▸ **BRIEF 1**
Using the text on SARS-CoV-2 contextual data, answer these:
(a) What kinds of information make up contextual data?
(b) When did the Data Structures Working Group release its first contextual data specification?
(c) What has guided the specification's changes over the past two years?
▸ **BRIEF 2**
Pick up the text on the SARS-CoV-2 contextual data specification where it stops and keep writing it.

*** Opening EXTRACT ***

The ability to compare how SARS-CoV-2 lineages are evolving around the world in different contexts depends on harmonizable contextual data across labs and datasets. Contextual data is the sample metadata, methods information as well as the lab, clinical and epidemiological data that enables the interpretation of sequence data.
In August 2020, the Data Structures Working Group (DSWG) responded to the need for a contextual data standard designed for public health genomic surveillance and pandemic response releasing its first contextual data specification. The specification contains standardized fields and terms for critical information such as sampling strategies, information about samples and hosts, as well as software and sequencing tools. Over the past two years, the specification has continued to evolve according to user data needs and requests.

*** Closing EXTRACT ***
*** Opening RECORDED DATA ***

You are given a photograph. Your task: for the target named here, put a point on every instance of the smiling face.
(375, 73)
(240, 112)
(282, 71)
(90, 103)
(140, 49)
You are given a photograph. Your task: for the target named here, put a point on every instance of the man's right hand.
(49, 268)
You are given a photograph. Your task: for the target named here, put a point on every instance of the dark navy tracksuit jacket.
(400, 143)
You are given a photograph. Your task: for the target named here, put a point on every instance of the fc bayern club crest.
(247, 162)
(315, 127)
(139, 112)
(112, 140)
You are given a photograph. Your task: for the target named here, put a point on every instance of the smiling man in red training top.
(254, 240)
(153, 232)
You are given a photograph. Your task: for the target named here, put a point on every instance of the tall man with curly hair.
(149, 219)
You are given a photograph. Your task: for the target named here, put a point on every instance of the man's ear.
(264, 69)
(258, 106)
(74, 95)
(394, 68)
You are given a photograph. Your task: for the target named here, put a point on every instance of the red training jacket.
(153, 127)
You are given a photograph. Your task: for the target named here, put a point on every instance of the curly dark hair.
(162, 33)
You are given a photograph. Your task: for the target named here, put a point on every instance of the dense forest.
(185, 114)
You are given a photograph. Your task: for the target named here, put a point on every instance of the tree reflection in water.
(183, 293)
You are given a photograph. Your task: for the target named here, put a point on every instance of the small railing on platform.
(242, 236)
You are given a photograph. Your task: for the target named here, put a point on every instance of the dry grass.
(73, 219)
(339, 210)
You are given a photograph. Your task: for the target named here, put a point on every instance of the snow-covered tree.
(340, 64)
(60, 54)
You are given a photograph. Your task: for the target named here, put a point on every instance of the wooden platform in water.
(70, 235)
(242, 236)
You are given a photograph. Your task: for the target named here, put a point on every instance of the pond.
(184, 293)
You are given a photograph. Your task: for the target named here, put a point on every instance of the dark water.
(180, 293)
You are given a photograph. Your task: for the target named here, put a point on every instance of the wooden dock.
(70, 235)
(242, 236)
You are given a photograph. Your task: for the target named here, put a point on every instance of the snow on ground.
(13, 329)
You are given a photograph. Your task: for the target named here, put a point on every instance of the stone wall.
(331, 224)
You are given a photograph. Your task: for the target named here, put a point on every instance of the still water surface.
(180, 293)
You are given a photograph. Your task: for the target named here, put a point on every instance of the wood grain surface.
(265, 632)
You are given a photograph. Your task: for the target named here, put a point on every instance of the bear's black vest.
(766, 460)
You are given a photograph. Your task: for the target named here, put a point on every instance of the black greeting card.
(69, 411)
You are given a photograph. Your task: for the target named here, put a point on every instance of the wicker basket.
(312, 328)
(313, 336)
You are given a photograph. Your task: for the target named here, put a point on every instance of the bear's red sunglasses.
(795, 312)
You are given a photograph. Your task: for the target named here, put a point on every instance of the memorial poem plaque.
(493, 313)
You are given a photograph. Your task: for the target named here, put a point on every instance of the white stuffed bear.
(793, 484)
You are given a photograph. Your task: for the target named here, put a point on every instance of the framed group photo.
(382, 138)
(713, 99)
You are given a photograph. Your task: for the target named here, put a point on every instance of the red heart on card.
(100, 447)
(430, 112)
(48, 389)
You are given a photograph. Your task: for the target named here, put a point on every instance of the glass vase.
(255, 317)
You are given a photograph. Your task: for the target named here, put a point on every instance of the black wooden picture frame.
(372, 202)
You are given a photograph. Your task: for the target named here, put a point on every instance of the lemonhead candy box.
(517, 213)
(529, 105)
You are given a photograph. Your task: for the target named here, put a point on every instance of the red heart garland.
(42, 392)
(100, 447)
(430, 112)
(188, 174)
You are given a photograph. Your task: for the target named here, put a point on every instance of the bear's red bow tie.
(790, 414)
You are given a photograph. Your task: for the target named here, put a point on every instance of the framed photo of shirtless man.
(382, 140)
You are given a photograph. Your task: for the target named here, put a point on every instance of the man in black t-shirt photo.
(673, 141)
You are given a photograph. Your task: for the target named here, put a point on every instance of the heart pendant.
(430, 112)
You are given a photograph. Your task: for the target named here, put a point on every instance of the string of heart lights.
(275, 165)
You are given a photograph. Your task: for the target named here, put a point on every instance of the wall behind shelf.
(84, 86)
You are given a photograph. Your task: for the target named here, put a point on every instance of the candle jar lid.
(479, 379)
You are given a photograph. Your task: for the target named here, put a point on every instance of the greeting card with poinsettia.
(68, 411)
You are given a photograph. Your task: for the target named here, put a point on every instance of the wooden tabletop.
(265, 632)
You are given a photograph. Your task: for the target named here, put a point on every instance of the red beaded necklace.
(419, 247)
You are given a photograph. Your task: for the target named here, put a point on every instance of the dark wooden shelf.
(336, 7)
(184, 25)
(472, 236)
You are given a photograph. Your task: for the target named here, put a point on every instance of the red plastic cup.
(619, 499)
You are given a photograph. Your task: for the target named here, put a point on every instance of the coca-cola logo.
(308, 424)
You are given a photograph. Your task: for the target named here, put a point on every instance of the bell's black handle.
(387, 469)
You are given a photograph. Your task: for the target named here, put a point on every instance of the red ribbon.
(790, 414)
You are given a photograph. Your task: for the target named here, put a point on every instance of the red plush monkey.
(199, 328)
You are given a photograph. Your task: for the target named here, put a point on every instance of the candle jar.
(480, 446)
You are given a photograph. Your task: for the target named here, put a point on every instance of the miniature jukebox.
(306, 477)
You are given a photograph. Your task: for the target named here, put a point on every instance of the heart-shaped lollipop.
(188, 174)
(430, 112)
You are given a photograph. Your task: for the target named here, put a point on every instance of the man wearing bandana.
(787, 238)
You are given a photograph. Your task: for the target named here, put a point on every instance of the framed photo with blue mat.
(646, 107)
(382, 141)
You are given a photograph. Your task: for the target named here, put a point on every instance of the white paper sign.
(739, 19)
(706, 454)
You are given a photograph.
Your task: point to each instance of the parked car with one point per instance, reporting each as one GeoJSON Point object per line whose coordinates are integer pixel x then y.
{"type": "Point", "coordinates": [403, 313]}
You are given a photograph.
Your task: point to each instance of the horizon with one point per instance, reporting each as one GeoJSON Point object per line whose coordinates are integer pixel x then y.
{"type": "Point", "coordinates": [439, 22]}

*** Closing RECORDED DATA ***

▸ **TASK RESPONSE 1**
(a) Sample metadata, methods information, and lab, clinical and epidemiological data.
(b) August 2020.
(c) User data needs and requests.

▸ **TASK RESPONSE 2**
In December 2021, the DSWG released a major update to the PHA4GE SARS-CoV-2 contextual data specification. Version 3.0 contains updated vocabulary, improved mappings to public repositories as well as contextual data recommendations made by the World Health Organization, and includes terms and identifiers from 24 different OBO Foundry Ontologies to improve interoperability and to implement FAIR principles (Findable, Interoperable, Accessible, Reusable) for scientific data management. The specification was also published in February 2022 in GigaScience, and is supported by a number of tools, reference materials and protocols for data curation and submission.
Read more about the specification package in GigaScience
In 2021, members of the DSWG worked with 10 teams across Africa and southeast Asia to implement data standards for antimicrobial resistance (AMR) and SARS-CoV-2, through seed funding from the Bill & Melinda Gates Foundation. The goals of these partnerships included piloting the standards and resources developed by PHA4GE in real-world settings, learning from partners in a wide variety of contexts about how they should be improved, and building lasting relationships with public health bioinformatics practitioners in the community.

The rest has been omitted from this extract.